Input data:
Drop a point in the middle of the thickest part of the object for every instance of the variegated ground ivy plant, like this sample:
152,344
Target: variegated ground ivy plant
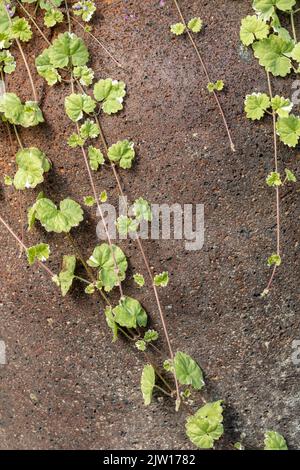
278,52
66,59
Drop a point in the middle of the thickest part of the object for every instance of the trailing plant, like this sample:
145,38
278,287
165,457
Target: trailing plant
278,52
195,26
178,376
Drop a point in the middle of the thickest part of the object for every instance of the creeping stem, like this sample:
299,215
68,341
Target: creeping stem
276,188
203,65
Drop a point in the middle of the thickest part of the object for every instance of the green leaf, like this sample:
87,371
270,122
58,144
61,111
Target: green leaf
89,130
110,93
67,50
103,259
274,179
75,141
84,74
288,129
274,259
205,426
110,320
195,25
8,180
7,62
296,52
96,158
45,68
290,177
66,276
129,313
147,383
187,371
20,29
142,210
31,115
39,252
126,225
53,17
90,289
178,29
282,106
59,220
11,106
85,9
76,105
89,201
256,105
122,153
267,7
32,163
141,345
274,441
139,279
103,196
162,279
32,211
150,335
274,54
253,28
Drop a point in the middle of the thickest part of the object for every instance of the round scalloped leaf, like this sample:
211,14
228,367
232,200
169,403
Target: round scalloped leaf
122,153
103,259
187,371
129,313
253,28
147,383
59,220
76,105
32,163
68,49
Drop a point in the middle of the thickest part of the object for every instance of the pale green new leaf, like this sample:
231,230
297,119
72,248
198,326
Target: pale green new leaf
53,17
20,29
162,279
7,62
67,50
126,225
39,252
139,279
45,68
84,74
103,259
187,371
96,157
32,163
129,313
256,105
122,153
288,129
268,7
110,320
195,25
147,383
253,28
76,105
274,54
89,130
142,210
178,29
205,426
66,276
282,106
274,441
111,93
59,220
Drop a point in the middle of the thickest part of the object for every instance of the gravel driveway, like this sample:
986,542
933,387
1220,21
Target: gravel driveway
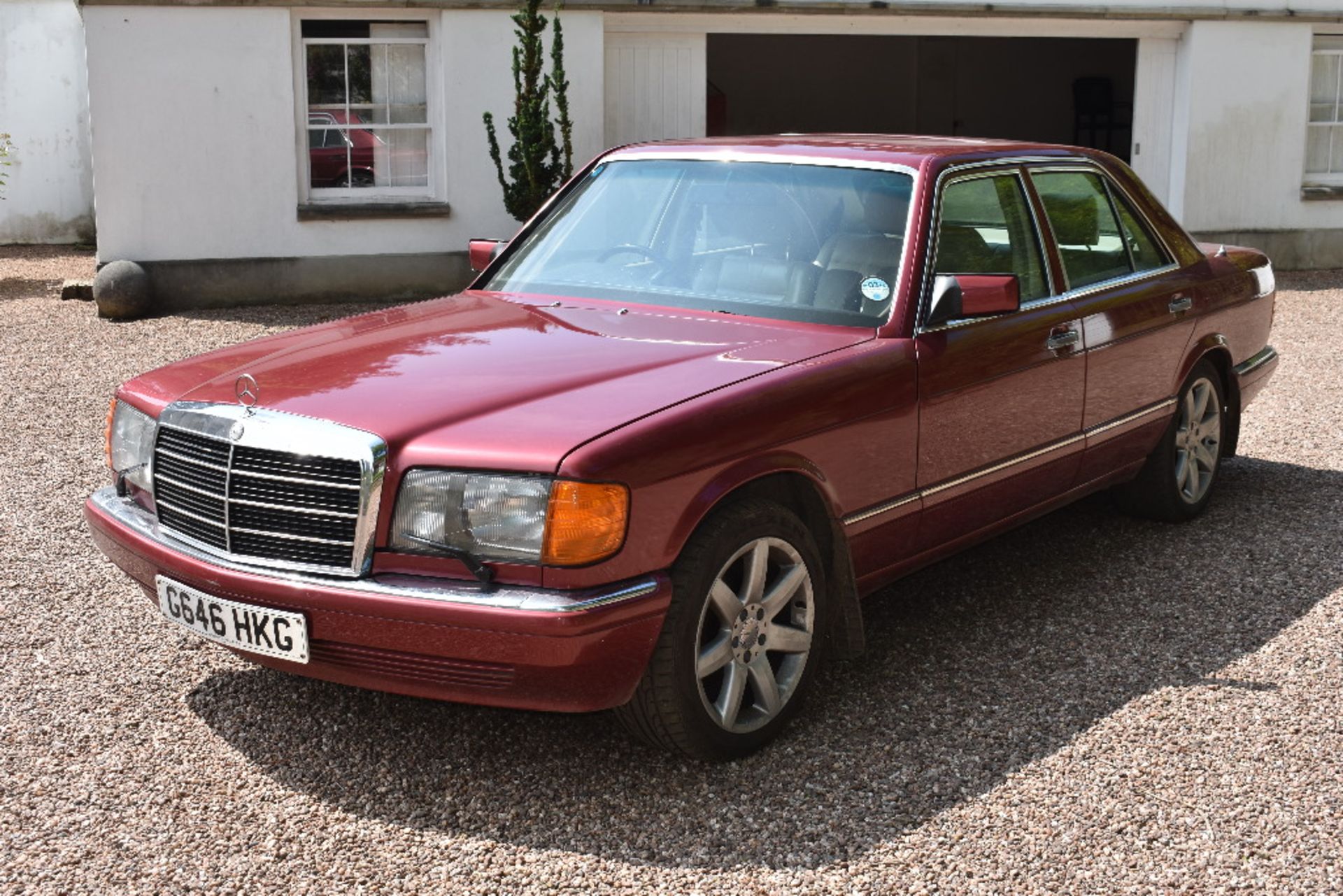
1087,704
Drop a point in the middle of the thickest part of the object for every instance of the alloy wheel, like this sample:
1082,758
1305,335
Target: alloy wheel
1197,441
755,634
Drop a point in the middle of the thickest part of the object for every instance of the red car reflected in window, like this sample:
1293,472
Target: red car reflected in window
340,156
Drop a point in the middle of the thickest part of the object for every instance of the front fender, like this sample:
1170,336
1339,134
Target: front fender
741,474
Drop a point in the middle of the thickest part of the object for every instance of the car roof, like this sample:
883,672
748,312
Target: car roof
911,151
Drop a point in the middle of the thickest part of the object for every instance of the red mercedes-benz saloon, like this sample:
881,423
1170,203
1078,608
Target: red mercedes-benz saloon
712,395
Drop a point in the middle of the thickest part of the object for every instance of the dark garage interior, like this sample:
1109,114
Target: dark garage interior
1065,90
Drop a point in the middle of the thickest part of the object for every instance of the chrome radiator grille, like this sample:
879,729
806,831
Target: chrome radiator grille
246,499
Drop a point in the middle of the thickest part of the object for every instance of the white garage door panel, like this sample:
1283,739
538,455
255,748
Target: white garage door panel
655,86
1154,105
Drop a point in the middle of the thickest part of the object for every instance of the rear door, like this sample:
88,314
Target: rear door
1134,303
1000,398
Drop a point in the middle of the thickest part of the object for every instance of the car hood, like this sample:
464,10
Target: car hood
496,381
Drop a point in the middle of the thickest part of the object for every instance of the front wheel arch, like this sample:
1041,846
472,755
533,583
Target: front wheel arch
802,493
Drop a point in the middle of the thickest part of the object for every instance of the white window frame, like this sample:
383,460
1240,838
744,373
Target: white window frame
1325,46
434,191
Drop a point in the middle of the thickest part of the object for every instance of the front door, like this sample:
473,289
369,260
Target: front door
1000,398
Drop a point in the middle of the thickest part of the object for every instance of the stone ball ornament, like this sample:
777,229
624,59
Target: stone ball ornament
121,290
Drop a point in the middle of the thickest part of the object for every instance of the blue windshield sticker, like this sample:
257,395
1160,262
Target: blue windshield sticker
874,289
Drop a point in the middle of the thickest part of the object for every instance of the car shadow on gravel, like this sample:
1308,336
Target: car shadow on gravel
975,668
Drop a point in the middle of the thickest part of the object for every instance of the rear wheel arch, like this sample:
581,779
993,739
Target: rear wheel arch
1216,350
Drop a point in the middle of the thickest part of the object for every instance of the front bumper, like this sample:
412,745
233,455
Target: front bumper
441,639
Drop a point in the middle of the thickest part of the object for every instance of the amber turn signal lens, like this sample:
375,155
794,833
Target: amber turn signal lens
106,432
585,522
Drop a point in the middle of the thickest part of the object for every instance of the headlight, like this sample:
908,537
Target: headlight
520,519
1264,280
131,442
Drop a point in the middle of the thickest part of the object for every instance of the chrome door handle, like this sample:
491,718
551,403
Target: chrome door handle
1061,340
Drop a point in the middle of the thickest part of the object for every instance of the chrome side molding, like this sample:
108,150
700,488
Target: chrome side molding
1256,360
858,516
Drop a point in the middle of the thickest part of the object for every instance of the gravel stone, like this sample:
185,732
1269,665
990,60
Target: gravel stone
1090,704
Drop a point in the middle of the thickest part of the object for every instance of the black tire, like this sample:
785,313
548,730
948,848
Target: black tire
671,710
1158,492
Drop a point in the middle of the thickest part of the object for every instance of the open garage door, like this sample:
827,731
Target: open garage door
1063,90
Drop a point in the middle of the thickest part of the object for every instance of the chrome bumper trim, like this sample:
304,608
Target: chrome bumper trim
144,524
1256,360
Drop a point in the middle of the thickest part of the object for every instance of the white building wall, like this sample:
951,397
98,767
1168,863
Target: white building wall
45,108
1242,122
197,143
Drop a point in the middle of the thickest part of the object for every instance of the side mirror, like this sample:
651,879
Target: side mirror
483,252
959,296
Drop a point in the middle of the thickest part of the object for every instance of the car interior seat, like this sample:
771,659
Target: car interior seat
849,257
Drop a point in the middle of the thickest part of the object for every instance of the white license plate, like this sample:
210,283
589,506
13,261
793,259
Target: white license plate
239,625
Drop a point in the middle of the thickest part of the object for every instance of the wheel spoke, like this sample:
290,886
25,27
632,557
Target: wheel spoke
753,585
1182,464
728,704
766,687
715,656
782,592
1205,456
789,640
724,601
1200,394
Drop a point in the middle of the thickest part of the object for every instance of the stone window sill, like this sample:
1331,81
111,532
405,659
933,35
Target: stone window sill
1311,192
353,211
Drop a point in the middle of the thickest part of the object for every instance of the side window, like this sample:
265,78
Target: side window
986,229
1142,245
1084,226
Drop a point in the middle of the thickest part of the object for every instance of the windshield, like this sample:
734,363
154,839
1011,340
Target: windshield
785,241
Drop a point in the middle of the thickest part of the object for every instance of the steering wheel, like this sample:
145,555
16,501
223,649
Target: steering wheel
652,254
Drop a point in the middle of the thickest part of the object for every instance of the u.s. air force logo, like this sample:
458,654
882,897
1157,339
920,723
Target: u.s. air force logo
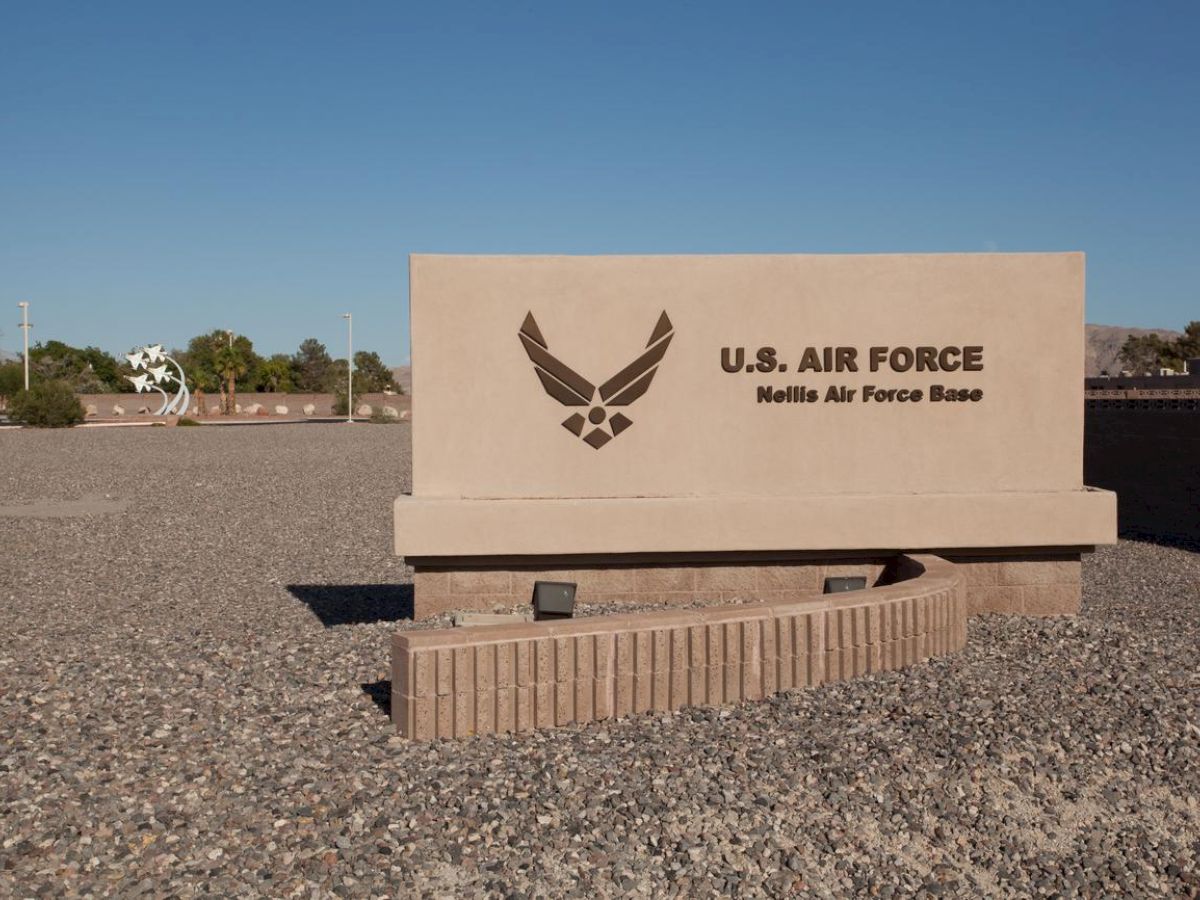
573,390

Written task: Omit the pictures, and quote the material above exactly as given.

Answer to the problem:
Drop a point in the middle of the thickest part of the object for every instance of the variegated ground ivy plant, like this sample:
152,344
Target: variegated ground ivy plant
278,52
66,59
Drop a point in the middle of the thickest part of the object for every instance of the trailing plant, like this sample:
145,38
278,287
165,457
Target: trailing plant
278,52
195,26
178,376
Drop a point in the middle of the thickest part of the object for every instance of the creeping stem, like this sample:
299,215
68,341
Target: creeping stem
276,188
203,65
Drop a point in the middle of the thickest part of the object for every instance of the green leaf, like this sample:
87,371
270,122
58,144
61,111
Target: green leaf
89,130
110,93
67,50
103,259
274,179
75,141
84,74
288,129
274,259
205,426
110,320
195,25
8,180
7,62
296,52
96,158
45,68
290,177
66,276
129,313
147,383
187,371
20,29
142,210
31,115
39,252
126,225
53,17
90,289
178,29
282,106
59,220
11,106
85,9
76,105
89,201
256,105
122,153
267,7
32,163
141,345
274,441
139,279
103,196
162,279
32,211
150,335
274,54
253,28
Drop a point in the middle of the thickest part of the object for every instance of the round scalloped leaf, like this sample:
211,14
228,367
232,200
169,403
Target: round scalloped leaf
122,153
103,259
187,371
129,313
253,28
147,383
59,220
76,105
32,163
68,49
Drop a point in the middle of the thickest part of the object for every instance of the pale green new leaf, like this sample:
231,230
297,119
72,248
198,326
Target: pale green new leaf
53,17
20,29
162,279
7,62
67,50
126,225
39,252
139,279
45,68
84,74
103,259
187,371
96,157
32,163
129,313
256,105
122,153
288,129
268,7
110,320
195,25
147,383
253,28
76,105
274,54
89,130
142,210
178,29
205,426
66,276
282,106
274,441
111,93
59,220
Drop a point in the middle of the thickest part of the object for every instance of the gravel driveway, like this sample:
986,542
933,387
1220,21
Target: gravel driveway
1087,704
Drop a point in the middle of the thickest part of the object for every instance of the alloy wheel, like this sample:
1082,758
1305,335
Target: alloy wheel
1197,441
755,634
Drop a point in the middle of the thickest part of the object for every instance of the red car reflected in window, like this sample:
1293,472
Target: red car reflected in window
340,156
Drop a point in the middle of the thickest part of the object for every instance of the front fender, like this sample:
1170,336
1339,134
Target: front fender
741,474
Drop a point in the middle of the thickest part of the object for every instance of the car roof, like this sample:
883,672
748,312
Target: car roof
911,151
Drop a point in the middle of the thickest part of the object for every instance of the red mercedes-benz saloon, like this sample:
881,423
1170,203
1078,608
Target: red mercedes-benz saloon
712,395
Drop a point in the middle of the thickest part of the object for every instance of the dark garage interior, like this sample:
1109,114
Target: dark garage interior
1065,90
Drop a point in the middle of the thickest part of the object for every instance of the chrome radiator grille, like this sample:
879,729
806,831
Target: chrome radiator grille
246,499
Drop a point in the middle of the thickest part of the object for every instance of the white garage door panel, like this sample:
1283,739
538,455
255,748
Target: white garage door panel
655,86
1154,105
Drop a point in the middle of the thickest part of the object for every instance of the rear door, like this sample:
88,314
Target: rear door
1134,303
1000,398
Drop a point in the middle of the thickest part of the object for every instance of the car hood, like this sample:
464,10
Target: car hood
496,381
Drop a point in the middle of the thickest part of the object for every instance of the front wheel arch, like this sample:
1041,846
472,755
533,583
Target: front wheel arch
802,493
Drop a point in the middle of the thickest part of the object for every instance of the white window frame, like this sample:
383,460
1240,838
744,373
Target: white window frame
1325,46
434,191
Drop a point in the middle of the thickest part of the object for every instance of the front door, like this sample:
473,289
369,260
Target: front door
1000,398
Drop a point in the middle of the thickest part of the object for every instance of the stone ball ornament, like this sample:
777,229
624,59
Target: stone ball ornament
121,290
Drop a point in the middle of the thickest part of the object for every instance of the blue windshield sticker, like this sample:
257,395
1160,262
Target: blue windshield sticker
874,289
Drop a point in the middle of the thickest part of the object for every instance of the car shadow on gravel, like this sample:
1308,336
Target: car shadow on gravel
975,668
Drop a point in the middle of the thickest part of the object for every instance of the rear wheel arch, like this sample:
581,779
993,739
Target: rear wheel arch
1216,350
Drop a point in the middle of the thickest part of the object for every instance of the front bumper, like this sample:
412,745
233,455
Target: front bumper
441,639
Drop a point in the middle of the thickest part of the object for every instance of the amber turn signal lens, like this sample:
375,155
794,833
Target: amber turn signal lens
106,432
585,522
Drop a point in the middle of the thickest part of the object for every instance of the headlight, like this sample:
908,537
Target: headlight
520,519
1264,280
131,442
Drop a point in the middle of the thickest part of the object for every instance of the chrome door handle, like this sample:
491,718
551,403
Target: chrome door handle
1061,340
Drop a point in the middle of the thickest part of the object for every instance of the chrome side molding, like this sample:
108,150
700,488
Target: chrome side molding
1256,360
858,516
Drop a point in the middle of the thickest part of the object for every instance of the gravel stone, like this sample:
185,732
1269,665
990,60
Target: gravel stone
1090,704
Drop a point in the middle of the thickest part of the object for every instance of the black tire, like this sample:
785,313
548,730
948,848
Target: black tire
671,710
1158,492
Drop a point in the middle of the thickest part of the object for every instance of the open garage door, like this sample:
827,731
Target: open garage door
1063,90
Drop a point in the middle of the thickest part of the object for every instance of the chrome bumper trim, like this sample:
304,608
Target: chrome bumper trim
144,524
1256,360
Drop a point in the middle of the thickest part of the object for every instance of the white building wall, like this sample:
951,397
98,767
1168,863
Target: white building wall
45,108
1242,122
197,143
Drop a point in the middle of the thickest part of the object for every instance of the side mirror, like this sample:
651,879
Target: side mirror
483,252
959,296
Drop a point in the middle of the thickest part of the object for every instance of the car interior seat, like this sample:
771,659
Target: car interior seat
849,257
Drop a point in the middle of the thickest part of the object for every instance of the white license plate, like this sample:
210,283
589,506
13,261
793,259
Target: white license plate
239,625
Drop a point in the middle of the thickest part of the object for every instance of the wheel spoke, like this sample:
290,886
25,27
632,557
Target: wheel spoke
753,585
1182,464
728,704
766,687
715,656
782,592
1205,456
789,640
724,601
1200,394
Drop a point in the middle of the thickest part of the object for every instance of the stone window sill, like this sample:
1331,81
111,532
405,659
933,35
Target: stone window sill
1311,192
353,211
Drop a point in the middle of the thickest part of the object for every instance of the side window, like this sample:
265,78
Target: side window
986,229
1142,245
1084,226
Drop a point in the middle of the thickest part of the object for every instance of the windshield, like this sample:
734,363
154,839
1011,340
Target: windshield
785,241
Drop a point in the middle of the thickest part of the object for every instance of the steering wheel, like this sample:
145,555
16,501
223,649
Target: steering wheel
652,254
Drop a point in the middle of the thickest part of the object for every instance of the u.s. air force logo, like this sample:
458,654
882,897
1157,339
920,723
Target: u.s. air force logo
573,390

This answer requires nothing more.